---------- DOCUMENT TEXT

# doing the dirty



## ally with fids (Aug 28, 2007)

so the tiels are almost 7 months old which means horamones.... brother and sister which means a no no and age aswell if they werent. today was the first time we have saw such behavior and it was due to the travel cage being ontop of their normal cage so its gone bye bye in the closet. so now the long road to making sure theres no hints to nest or any nesty objects.


----------



## Bea (Jul 26, 2007)

Good luck, i hope you can calm their hormones. Maybe cover them earlier so they're getting more "night time".


----------



## Laura (Jul 30, 2007)

good luck!!! I am not looking forward to when I have to deal with that.


----------



## birdieness (Jul 28, 2007)

So hard to cover there cage seeing how big it is. I think a lot of it was the travel cage ontop of the cage because thats were the mating happened. Cage is gone from there now. If little eggies do appear They will be boiled.


----------



## Aly (Jul 30, 2007)

--------------------
---------- DATASET SECTION

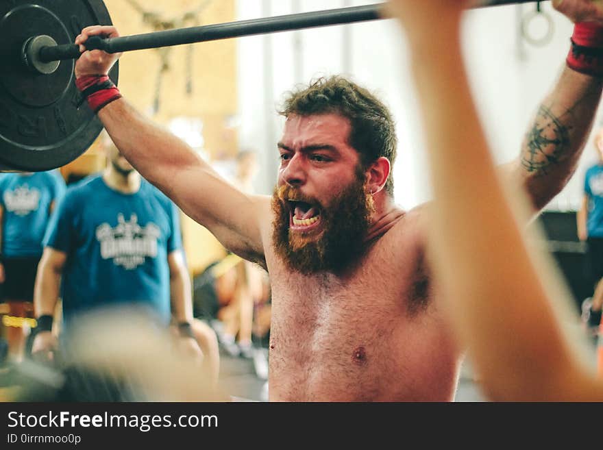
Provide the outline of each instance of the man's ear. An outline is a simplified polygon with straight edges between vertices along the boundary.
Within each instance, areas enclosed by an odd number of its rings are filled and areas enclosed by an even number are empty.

--------------------

WHAT TO DO ::
(1) Please print the cockatiel forum thread word for word, everything from "So hard to cover" down to "Aly (Jul 30, 2007)".
(2) Go on with the forum thread about the cockatiels' hormonal behavior, starting right after its last line.

ANSWERS TO EACH TASK ::
(1)
So hard to cover there cage seeing how big it is. I think a lot of it was the travel cage ontop of the cage because thats were the mating happened. Cage is gone from there now. If little eggies do appear They will be boiled.


----------



## Aly (Jul 30, 2007)

(2)
I say cover them, change their cage location, change the inside of the cage, don't provide as much food (esspecially fresh things like egg,..etc). Worst case scenerio, seperate since they are related. You should be ok though!


----------



## birdieness (Jul 28, 2007)

I really don't think its possible to move this cage lol. I have no room for it to go else were. They are seperated when i'm not home. Hugs is really nasty. Ally was whistling to him and i told her to watch her face. He runs over and grabs her nose. Well that was fine and i told her to watch out again and he runs over and grabs her lips. He all over the place today. Strutting around doing heart wings and singing at the tops of his lungs. Soon going to start spending a lot of time in his cage alone.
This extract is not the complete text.